# [Objetivo da tarefa]
Mostre, copiadas por inteiro, todas as linhas dos registros em que aparece a palavra "gate".

# [Registros]

----

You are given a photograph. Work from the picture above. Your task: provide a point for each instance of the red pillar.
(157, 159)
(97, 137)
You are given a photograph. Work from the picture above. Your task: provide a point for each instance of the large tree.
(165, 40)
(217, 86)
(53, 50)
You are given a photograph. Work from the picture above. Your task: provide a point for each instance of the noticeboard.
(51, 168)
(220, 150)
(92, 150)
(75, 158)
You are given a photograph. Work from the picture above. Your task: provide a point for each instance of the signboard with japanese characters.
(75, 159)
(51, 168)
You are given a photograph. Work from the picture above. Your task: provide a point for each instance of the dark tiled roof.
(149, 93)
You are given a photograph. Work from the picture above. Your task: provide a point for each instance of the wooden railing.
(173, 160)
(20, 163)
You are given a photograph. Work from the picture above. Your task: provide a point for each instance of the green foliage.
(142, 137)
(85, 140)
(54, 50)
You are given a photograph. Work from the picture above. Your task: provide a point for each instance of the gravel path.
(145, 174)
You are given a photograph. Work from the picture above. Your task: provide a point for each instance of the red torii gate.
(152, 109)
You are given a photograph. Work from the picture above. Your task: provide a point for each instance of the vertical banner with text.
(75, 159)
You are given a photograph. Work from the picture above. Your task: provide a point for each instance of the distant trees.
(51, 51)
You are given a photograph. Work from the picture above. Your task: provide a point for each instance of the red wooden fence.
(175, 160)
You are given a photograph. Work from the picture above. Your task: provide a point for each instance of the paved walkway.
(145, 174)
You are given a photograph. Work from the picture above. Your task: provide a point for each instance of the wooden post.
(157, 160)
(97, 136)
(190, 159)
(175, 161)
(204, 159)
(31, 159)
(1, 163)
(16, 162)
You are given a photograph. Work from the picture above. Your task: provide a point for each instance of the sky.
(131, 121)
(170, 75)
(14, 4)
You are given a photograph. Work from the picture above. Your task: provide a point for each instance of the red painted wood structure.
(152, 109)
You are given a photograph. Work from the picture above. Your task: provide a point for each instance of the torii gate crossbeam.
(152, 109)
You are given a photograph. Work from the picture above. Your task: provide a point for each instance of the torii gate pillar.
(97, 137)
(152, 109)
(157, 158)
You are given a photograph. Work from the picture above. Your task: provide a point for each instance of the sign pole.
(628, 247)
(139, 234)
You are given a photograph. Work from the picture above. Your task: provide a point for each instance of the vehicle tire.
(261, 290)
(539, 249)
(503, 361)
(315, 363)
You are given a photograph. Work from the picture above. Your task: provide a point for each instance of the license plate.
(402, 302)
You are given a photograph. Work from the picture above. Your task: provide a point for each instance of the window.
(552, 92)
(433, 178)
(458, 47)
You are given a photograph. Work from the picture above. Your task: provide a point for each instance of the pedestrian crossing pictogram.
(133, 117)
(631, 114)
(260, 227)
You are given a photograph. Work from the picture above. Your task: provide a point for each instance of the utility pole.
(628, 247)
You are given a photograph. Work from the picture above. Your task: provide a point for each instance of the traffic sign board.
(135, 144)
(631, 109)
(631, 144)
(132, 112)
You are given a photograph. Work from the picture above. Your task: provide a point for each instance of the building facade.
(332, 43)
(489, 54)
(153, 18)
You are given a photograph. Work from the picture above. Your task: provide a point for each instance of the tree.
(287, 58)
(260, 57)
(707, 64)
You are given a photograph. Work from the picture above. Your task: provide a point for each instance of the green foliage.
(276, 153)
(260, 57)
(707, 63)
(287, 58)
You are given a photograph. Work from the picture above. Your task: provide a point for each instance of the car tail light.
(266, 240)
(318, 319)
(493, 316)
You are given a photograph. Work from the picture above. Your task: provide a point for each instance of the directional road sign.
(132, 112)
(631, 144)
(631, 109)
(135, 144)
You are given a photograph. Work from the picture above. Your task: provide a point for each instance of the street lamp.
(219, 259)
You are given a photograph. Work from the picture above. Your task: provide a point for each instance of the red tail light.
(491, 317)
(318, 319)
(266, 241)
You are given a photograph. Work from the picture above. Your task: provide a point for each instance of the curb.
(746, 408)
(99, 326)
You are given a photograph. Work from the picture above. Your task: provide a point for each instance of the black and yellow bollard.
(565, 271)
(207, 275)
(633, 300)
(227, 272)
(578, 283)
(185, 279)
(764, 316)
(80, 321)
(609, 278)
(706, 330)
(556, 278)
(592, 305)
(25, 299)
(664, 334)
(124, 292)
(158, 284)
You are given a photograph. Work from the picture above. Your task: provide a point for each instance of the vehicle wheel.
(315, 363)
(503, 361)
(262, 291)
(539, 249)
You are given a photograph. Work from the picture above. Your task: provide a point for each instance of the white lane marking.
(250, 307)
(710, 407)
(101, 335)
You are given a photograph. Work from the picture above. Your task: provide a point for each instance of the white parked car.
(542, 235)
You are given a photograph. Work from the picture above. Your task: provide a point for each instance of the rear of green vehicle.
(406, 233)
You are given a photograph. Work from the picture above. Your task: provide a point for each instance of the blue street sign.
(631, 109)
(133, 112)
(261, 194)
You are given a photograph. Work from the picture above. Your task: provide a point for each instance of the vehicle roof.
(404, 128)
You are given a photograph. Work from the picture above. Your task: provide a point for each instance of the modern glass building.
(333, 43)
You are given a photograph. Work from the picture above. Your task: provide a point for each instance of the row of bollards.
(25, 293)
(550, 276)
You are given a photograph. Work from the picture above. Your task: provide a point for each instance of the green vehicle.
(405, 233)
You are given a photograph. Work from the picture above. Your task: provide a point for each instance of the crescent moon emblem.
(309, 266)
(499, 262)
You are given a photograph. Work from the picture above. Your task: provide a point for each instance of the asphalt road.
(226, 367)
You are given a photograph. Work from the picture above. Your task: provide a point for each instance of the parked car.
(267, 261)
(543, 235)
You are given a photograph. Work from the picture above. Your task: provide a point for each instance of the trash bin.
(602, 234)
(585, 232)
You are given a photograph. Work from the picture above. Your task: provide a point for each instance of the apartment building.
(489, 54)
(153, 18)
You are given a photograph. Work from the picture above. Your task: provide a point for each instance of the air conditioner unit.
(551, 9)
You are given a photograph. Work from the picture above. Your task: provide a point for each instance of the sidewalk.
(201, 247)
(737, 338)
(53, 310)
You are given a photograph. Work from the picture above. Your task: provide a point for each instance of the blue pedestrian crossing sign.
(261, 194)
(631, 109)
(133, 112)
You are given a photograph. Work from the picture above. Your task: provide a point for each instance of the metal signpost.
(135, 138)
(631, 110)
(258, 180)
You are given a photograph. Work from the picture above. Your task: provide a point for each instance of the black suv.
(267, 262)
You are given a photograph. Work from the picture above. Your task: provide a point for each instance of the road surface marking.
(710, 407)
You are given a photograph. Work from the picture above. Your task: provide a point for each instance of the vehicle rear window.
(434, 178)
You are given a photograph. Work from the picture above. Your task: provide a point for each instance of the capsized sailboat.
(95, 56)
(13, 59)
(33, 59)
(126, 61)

----

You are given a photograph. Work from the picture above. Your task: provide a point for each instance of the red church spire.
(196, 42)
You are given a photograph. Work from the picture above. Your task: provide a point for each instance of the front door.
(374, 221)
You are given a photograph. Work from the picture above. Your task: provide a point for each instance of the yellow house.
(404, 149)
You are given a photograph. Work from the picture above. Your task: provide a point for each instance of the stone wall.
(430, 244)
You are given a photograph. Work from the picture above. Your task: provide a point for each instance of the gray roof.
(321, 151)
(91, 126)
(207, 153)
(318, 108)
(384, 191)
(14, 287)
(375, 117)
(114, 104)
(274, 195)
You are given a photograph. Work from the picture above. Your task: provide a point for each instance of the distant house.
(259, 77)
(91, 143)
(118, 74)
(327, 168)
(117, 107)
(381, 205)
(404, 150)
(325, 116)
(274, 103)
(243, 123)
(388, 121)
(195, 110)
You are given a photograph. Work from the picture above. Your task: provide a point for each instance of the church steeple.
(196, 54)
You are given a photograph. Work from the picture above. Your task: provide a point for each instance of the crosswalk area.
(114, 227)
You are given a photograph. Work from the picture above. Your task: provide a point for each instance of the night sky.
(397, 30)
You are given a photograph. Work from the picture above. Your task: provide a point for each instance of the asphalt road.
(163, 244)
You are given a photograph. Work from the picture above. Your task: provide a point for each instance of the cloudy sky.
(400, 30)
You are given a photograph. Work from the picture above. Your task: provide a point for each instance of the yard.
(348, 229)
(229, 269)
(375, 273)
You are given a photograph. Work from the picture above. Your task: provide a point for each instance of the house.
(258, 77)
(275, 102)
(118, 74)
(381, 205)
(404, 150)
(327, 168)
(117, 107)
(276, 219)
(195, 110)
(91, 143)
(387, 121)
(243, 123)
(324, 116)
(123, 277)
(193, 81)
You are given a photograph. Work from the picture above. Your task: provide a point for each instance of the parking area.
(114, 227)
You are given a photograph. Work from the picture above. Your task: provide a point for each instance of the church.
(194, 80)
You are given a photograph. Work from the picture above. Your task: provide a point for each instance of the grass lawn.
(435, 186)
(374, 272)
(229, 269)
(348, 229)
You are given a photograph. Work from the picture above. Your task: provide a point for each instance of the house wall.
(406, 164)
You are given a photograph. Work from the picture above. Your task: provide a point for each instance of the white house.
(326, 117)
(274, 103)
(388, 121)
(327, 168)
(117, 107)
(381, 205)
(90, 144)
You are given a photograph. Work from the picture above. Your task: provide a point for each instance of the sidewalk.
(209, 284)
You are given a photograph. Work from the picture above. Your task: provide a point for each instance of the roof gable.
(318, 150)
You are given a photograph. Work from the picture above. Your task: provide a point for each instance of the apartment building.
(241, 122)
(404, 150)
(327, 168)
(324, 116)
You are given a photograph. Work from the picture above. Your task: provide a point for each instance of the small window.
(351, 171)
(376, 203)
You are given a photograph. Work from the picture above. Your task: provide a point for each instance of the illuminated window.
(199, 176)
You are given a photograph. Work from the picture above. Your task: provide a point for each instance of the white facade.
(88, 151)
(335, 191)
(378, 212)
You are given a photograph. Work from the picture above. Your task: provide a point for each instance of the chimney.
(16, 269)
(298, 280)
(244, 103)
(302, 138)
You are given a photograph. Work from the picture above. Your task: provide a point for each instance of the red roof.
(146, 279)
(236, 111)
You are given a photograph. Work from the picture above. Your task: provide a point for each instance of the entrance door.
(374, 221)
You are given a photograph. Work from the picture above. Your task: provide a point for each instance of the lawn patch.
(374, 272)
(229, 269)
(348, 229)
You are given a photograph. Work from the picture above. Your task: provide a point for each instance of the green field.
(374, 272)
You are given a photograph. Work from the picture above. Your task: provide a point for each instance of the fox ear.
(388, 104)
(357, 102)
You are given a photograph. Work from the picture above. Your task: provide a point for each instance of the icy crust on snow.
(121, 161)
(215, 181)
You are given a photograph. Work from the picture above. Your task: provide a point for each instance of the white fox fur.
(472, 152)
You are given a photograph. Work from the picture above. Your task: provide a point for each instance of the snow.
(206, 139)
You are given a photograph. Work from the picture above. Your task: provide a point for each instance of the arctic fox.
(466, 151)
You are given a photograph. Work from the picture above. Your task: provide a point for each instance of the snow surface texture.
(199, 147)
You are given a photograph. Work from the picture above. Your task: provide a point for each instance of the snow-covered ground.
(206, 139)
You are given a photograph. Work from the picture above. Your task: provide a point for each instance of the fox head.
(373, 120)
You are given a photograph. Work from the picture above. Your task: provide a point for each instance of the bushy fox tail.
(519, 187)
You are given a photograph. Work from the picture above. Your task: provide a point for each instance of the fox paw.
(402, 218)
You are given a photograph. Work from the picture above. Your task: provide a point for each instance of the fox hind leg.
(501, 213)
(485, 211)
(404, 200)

----

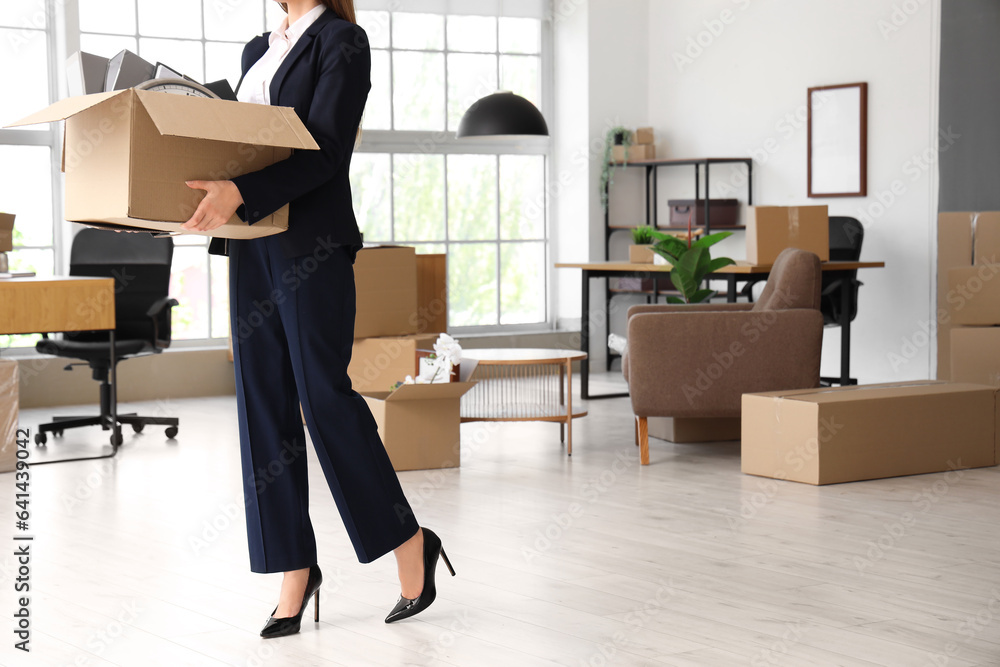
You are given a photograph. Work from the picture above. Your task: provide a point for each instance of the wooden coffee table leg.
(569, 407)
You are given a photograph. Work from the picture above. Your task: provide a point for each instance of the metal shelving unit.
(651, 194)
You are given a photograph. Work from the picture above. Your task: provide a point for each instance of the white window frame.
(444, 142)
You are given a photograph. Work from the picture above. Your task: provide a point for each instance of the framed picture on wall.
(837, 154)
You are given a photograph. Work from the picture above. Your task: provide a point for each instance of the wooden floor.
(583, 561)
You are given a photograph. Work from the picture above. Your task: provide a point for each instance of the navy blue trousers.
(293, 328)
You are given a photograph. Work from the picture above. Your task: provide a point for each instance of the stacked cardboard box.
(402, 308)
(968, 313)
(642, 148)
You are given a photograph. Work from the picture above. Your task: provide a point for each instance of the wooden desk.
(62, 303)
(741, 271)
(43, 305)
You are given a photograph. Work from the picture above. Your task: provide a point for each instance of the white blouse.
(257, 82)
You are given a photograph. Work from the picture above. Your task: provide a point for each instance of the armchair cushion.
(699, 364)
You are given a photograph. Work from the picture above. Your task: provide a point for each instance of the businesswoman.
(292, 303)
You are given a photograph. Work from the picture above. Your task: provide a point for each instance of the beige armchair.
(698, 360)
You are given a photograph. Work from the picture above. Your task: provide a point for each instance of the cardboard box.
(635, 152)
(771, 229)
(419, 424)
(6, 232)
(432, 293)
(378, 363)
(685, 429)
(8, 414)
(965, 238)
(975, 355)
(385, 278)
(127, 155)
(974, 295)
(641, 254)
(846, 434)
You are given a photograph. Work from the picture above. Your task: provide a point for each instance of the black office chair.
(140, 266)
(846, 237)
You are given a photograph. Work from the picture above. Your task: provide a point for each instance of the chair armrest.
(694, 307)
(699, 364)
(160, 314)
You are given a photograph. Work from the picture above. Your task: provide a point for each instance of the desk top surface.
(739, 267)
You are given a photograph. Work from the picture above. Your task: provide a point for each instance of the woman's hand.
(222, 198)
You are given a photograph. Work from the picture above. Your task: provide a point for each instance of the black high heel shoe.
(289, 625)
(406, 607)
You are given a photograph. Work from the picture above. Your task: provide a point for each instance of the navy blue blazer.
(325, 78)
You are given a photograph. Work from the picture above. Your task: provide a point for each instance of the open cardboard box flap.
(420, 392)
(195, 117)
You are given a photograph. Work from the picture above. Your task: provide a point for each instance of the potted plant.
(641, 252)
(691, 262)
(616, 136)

----

# [Resultado do exercício]
You are given a photograph. Work from the picture above. Your task: provide a point for each instance of the red torii gate.
You are given a photograph. Work from the picture above. Your task: provide a point for each instance of the torii gate crossbeam.
You are given a photograph. Work from the picture above. Your task: provide a point for each instance of the torii gate pillar.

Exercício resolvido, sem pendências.